Questions regarding cross-validation in rCCA lambda selection

Hello,

I found this package while I am searching for rCCA implementation in R. I am trying to use tune.rcc.R to find the optimal lambda that maximize the output CV score.

As I read into the source code in tune.rcc.R, although I understand most part of the Mfold function inside tune.rcc.R, I have a question regarding the second last line:

cv.score = cor(xscore, yscore, use = "pairwise")

As far as I understand, the whole leave-one-out CV procedures is largely based on the definition in Leurgans et al. (1993). Here are some original wordings from P.729 of the article:

The cross-validation score of a is then defined to be the squared correlation of the n pairs of numbers … We then choose the value of a that maximizes this correlation.

My question is, should the cv.score be the squared correlation, or just correlation? Sorry in advance if I misunderstood the 1993 article since my mathematical background is not very good.

Appreciate any response, thanks!

References
Leurgans, S. E., Moyeed, R. A., & Silverman, B. W. (1993). Canonical correlation analysis when the data are curves. Journal of the Royal Statistical Society, 55(3), 725–740.

hi @neurothew,

You want the correlation to be positive, which is what the CCA will try to do anyway, so I think it makes no difference.
If the tuning is too cumbersome, you can have a look at the argument method = 'shrinkage' directly in rcc(). It will not calculate the best lambda per component but across all components.

Kim-Anh

Hi @kimanh.lecao, thanks for your reply!

I am asking the question because in my case, at certain lambda the correlation would be negative and larger in value (e.g. -0.6) but the algorithm would automatically find the largest positive correlation over the grid (e.g. 0.3).

If we follow the logic of “squared correlation” then it will become 0.36 vs. 0.09, which the first case (cor = -0.6) would be selected. That makes me confused.

Matthew

@neurothew,

I see … it could be just in this tuning function, although it is awkward to me that the correlation would be negative to start with. How about you run for those lambda values an rcc and look at the sample plots to see if they are inverted?

We are not able to look into the code at the moment (no developer), and mixOmics focuses more on PLS than CCA (which you could try with PLS canonical mode).

Kim-Anh

» **Objective 1**
In the forum thread on rCCA lambda selection, which argument to rcc() is suggested as an alternative when tuning is too cumbersome?
» **Objective 2**
Extract the passage of the forum thread on rCCA lambda selection from "If the tuning" to "across all components.".

» **Information shown**
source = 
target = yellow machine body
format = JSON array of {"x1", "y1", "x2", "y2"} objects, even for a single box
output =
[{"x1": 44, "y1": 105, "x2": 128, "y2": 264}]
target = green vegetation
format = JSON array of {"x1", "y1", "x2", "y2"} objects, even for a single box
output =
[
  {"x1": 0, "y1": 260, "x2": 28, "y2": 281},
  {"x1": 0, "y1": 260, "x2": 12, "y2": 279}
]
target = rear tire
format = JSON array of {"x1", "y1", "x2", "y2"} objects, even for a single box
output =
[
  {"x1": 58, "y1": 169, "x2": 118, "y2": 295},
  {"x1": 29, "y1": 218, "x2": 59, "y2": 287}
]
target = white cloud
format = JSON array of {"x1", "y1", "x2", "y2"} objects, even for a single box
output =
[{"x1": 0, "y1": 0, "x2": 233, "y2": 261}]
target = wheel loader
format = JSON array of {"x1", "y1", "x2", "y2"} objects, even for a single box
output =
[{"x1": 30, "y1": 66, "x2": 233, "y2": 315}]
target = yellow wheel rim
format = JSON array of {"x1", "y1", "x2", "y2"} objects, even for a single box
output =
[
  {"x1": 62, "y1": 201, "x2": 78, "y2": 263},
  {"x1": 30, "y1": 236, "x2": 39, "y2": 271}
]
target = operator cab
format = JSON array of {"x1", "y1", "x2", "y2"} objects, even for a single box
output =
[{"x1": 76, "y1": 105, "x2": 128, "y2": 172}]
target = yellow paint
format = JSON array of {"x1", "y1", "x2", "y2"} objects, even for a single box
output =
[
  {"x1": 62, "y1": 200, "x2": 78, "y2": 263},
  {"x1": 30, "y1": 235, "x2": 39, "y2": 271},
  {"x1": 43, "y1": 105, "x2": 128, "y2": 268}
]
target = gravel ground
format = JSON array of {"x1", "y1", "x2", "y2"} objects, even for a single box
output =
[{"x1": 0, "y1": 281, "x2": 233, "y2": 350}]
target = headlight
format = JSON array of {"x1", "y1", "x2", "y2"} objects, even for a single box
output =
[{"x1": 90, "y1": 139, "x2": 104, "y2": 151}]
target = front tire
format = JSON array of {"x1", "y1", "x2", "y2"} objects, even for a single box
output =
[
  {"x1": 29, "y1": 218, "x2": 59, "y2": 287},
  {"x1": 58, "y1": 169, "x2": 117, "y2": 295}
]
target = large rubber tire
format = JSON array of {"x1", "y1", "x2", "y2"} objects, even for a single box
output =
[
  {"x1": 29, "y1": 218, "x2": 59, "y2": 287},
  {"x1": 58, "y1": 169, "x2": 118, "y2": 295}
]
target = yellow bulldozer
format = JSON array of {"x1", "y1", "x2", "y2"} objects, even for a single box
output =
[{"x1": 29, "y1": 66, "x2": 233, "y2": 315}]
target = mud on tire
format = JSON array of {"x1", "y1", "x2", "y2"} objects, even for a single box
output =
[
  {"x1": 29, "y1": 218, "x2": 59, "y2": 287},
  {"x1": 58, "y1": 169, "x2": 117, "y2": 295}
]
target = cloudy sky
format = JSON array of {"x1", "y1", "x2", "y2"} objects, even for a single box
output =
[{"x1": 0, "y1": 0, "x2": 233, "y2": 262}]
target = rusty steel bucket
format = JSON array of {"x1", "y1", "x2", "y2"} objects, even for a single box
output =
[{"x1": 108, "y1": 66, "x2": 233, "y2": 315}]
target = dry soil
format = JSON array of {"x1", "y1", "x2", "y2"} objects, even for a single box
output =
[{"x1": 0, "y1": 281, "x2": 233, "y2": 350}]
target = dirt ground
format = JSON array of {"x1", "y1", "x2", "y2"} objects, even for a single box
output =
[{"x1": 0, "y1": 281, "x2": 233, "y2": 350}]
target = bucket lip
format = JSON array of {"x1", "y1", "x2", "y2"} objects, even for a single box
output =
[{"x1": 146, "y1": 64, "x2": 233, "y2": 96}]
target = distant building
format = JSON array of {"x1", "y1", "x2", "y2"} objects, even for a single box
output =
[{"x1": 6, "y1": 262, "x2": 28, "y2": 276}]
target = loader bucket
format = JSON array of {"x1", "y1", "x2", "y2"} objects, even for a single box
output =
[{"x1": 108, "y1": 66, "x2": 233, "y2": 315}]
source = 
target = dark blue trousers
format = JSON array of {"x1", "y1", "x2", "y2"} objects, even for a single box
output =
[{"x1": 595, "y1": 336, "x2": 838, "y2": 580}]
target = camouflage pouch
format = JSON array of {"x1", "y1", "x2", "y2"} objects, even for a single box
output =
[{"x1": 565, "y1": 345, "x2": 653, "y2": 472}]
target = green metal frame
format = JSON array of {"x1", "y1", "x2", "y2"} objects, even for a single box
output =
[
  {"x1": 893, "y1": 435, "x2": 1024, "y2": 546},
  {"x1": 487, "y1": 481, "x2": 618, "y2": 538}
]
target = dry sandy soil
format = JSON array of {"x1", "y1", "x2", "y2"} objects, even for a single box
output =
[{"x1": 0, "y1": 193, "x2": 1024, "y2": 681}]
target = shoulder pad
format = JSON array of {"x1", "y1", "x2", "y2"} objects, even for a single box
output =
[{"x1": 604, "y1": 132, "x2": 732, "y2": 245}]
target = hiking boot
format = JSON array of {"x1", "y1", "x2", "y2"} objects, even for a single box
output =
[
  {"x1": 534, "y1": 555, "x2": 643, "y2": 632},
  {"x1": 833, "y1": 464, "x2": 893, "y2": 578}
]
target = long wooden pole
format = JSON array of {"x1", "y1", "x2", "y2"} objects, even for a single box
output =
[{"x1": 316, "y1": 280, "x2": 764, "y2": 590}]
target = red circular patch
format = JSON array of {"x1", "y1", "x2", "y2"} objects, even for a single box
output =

» **Correct output 1**
The argument method = 'shrinkage'.

» **Correct output 2**
If the tuning is too cumbersome, you can have a look at the argument method = 'shrinkage' directly in rcc(). It will not calculate the best lambda per component but across all components.